* **The records**
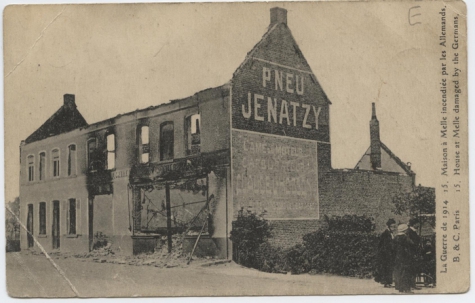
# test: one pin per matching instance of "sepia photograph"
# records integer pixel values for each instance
(236, 149)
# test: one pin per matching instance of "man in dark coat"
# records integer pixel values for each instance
(412, 233)
(403, 273)
(385, 255)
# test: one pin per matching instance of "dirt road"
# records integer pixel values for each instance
(34, 276)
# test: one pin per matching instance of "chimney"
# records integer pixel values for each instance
(69, 101)
(375, 141)
(278, 15)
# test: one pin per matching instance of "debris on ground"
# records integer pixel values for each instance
(159, 258)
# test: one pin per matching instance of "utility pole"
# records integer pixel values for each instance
(169, 217)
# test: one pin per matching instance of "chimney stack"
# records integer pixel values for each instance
(278, 15)
(69, 101)
(375, 140)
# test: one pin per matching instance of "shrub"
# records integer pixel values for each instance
(249, 232)
(336, 250)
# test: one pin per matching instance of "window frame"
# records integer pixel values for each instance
(107, 135)
(59, 162)
(72, 173)
(69, 216)
(42, 230)
(42, 167)
(88, 153)
(161, 141)
(140, 144)
(189, 134)
(30, 168)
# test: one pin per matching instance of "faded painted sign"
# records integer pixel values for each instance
(275, 174)
(279, 100)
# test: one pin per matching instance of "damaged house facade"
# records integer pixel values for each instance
(262, 140)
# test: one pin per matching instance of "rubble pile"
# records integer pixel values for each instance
(160, 258)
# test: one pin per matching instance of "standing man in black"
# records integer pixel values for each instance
(412, 233)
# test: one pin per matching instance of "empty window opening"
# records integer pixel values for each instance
(72, 217)
(110, 151)
(193, 140)
(72, 160)
(55, 157)
(42, 218)
(42, 167)
(166, 141)
(144, 146)
(31, 168)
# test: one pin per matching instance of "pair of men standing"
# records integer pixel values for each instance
(398, 256)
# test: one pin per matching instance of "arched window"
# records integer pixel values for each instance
(31, 168)
(143, 144)
(56, 162)
(110, 151)
(42, 168)
(166, 141)
(72, 160)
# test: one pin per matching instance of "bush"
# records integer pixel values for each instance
(349, 223)
(249, 232)
(346, 253)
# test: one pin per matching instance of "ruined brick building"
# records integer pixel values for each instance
(261, 140)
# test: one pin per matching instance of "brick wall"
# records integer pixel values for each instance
(287, 233)
(349, 192)
(362, 193)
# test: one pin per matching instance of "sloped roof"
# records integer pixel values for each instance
(389, 161)
(288, 54)
(65, 119)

* **Task objective**
Go through the entries above and copy out every line that includes the word "standing".

* **Completed task**
# test: one pin per matching instance of "standing man in black"
# test: one pin per matching instance of "pair of men standing"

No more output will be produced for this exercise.